***** Extracted information
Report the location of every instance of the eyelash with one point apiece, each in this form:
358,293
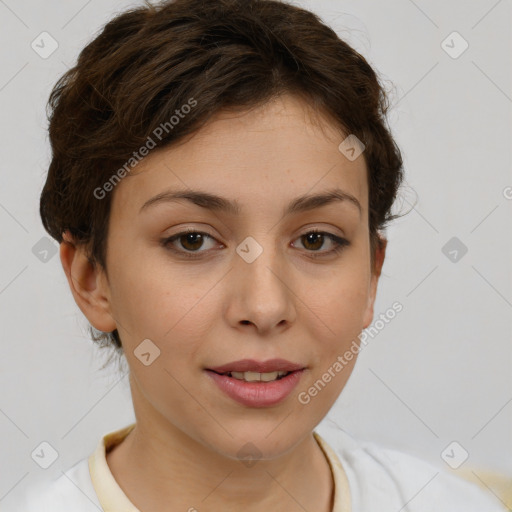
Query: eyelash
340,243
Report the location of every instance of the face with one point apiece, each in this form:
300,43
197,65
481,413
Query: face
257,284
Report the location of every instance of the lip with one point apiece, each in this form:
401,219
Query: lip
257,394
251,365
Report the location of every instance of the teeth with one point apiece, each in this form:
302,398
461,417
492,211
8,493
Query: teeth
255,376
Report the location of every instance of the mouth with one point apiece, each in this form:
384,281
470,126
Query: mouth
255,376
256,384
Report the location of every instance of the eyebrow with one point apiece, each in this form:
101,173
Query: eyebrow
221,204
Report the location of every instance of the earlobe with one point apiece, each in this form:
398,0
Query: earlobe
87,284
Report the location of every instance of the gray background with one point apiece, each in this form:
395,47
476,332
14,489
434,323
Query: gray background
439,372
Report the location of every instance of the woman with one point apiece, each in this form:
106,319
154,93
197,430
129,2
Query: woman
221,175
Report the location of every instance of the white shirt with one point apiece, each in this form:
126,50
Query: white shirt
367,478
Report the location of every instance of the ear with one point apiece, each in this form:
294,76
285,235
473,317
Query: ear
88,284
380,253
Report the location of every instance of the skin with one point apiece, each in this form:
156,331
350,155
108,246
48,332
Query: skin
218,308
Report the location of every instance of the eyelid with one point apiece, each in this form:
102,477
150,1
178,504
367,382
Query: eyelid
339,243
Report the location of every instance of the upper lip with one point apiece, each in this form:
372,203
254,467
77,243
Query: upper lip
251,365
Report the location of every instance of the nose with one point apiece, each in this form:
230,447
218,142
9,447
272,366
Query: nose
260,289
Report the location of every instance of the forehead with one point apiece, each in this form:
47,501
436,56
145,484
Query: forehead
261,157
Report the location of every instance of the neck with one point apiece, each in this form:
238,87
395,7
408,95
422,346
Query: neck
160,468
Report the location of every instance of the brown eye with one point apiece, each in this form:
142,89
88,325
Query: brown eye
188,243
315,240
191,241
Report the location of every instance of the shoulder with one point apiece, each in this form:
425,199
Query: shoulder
**********
***** Extracted information
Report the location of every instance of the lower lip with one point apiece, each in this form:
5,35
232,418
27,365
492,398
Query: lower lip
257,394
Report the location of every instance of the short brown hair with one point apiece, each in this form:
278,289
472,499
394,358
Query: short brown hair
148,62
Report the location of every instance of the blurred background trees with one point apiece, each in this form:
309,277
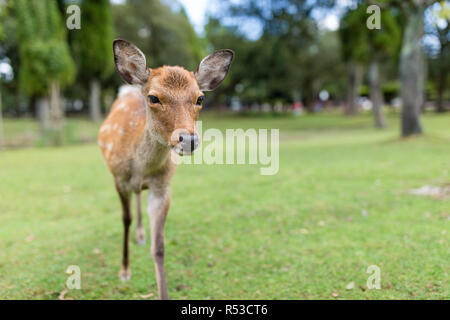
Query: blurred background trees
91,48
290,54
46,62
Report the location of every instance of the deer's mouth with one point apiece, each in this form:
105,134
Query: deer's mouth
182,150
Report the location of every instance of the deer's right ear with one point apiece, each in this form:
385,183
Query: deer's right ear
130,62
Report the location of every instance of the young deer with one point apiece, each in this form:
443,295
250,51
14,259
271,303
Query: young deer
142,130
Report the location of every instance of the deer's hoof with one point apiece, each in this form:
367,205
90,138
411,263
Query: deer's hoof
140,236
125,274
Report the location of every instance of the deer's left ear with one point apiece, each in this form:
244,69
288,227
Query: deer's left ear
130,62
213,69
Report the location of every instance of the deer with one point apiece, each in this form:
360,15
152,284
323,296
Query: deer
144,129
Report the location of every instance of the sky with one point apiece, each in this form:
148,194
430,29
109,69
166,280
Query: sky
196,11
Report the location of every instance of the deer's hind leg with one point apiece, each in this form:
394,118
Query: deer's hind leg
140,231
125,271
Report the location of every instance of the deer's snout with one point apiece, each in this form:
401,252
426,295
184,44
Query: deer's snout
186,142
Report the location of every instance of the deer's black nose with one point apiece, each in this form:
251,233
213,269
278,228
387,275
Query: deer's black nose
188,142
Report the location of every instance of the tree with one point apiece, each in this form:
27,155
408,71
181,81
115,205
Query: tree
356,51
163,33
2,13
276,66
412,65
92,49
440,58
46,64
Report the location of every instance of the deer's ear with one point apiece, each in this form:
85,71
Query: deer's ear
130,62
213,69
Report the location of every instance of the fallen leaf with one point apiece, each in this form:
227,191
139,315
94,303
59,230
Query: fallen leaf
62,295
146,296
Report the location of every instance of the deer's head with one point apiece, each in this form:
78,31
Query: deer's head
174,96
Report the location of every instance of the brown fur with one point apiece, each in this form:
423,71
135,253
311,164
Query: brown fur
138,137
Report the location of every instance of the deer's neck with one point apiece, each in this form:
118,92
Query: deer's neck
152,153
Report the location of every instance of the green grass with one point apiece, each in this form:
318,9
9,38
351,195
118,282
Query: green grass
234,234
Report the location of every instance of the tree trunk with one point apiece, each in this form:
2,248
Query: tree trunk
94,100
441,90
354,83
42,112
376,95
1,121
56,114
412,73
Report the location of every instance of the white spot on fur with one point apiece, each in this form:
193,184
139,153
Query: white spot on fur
**********
***** Extracted information
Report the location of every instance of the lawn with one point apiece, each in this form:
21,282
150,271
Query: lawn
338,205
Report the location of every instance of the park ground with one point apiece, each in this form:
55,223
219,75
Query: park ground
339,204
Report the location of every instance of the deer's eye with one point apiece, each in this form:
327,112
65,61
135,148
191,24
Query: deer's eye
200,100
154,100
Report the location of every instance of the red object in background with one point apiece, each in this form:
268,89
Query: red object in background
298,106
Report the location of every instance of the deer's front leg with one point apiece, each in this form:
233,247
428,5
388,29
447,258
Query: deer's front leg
**********
### What you should do
Reproduce only the lines above spanning from the line containing "Report the location of every instance of the nose" through the line containing "Query: shoulder", word for word.

### Response to this task
Report the location of every instance of the nose with one point apiece, each in this form:
230,447
218,142
9,447
272,366
Query: nose
260,289
Report the location of every instance of the forehead with one point apiece, each in this form:
47,501
436,56
145,484
Query: forehead
261,157
Report the location of every instance of the neck with one point apiece, each in this form:
238,87
395,7
408,95
422,346
Query: neck
160,468
Report the location of every instance of the brown eye with one point apiece, each in this form:
142,89
88,325
Query: brown eye
188,243
315,240
191,241
Report the location of every instance of the shoulder with one point apiece, each in this form:
425,199
Query: shoulder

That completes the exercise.